■ **Text block**
******

Some of the material the agency produces is business cards, letterhead, fliers, posters, brochures, newsletters, PowerPoint presentations, speeches, logo design and Web page design.

Other students in the area are starting their own businesses, too. Will Browne, a 20-year-old student at the University of Missouri-Columbia, has started a company that paints houses. Browne is home in Cape Girardeau for the summer and wants to earn money to help pay his tuition at MU, where he is majoring in biology and minoring in business on the way to becoming an orthodontist.

"Every dentist I know told me that I needed to learn how to run a business," Browne said. "They said I needed to get as much experience as I could possibly get. Running a dental office is running a business. So that's what I'm doing."

Browne has started the business as part of College Works Painting, a national internship program that gives local college students the chance to do what he wanted -- run a business. As part of the program, Browne has hired his own painting crew, done estimates on homes and drawn up work orders. He and his staff went through many hours of training, using "practice houses" in the St. Louis area.

******

■ **Data extract**

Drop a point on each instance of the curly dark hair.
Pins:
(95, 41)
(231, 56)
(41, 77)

******

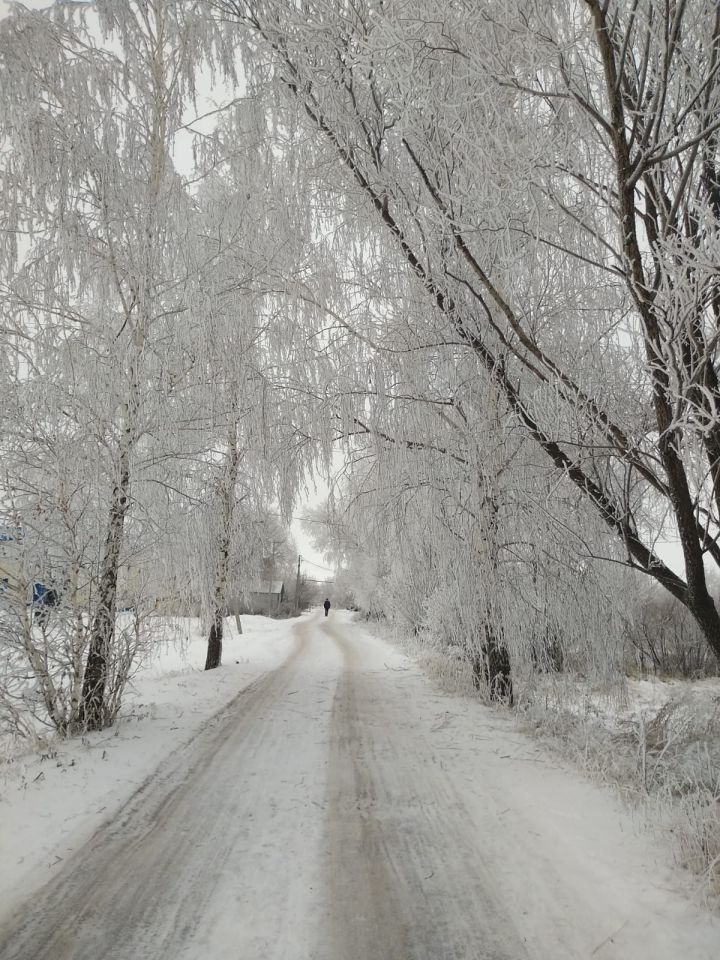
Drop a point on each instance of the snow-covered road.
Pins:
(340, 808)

******

■ **What this exercise asks**
(1) Answer these from the article on student-run businesses:
(a) What is Will Browne majoring in at MU?
(b) Which national internship program is Browne's business part of?
(c) Where were the "practice houses" used in training?
(2) Carry on the article on student-run businesses from its last sentence, keeping its style.

■ **Numbered responses**
(1)
(a) Biology
(b) College Works Painting
(c) In the St. Louis area

(2)
He's also marketed his business by going door to door, placing informational material on doors and putting up lawn signs.

"Ninety percent of this job is prep work," he said. "They also trained us all to paint a house well. But it's up to us to get our foot in the door."

As part of his prep work -- he and his staff of six start a job next week -- he's done 47 estimates and has 18 clients lined up. Some of the potential customers he's talked to seemed nervous about having college students paint their homes.

But then Browne kicks into businessman mode, assuring them that College Works has a 97 percent satisfaction rate.

An average College Works business can earn $7,700 in one summer.

"But I hope to make a lot more," he said. "That's the point."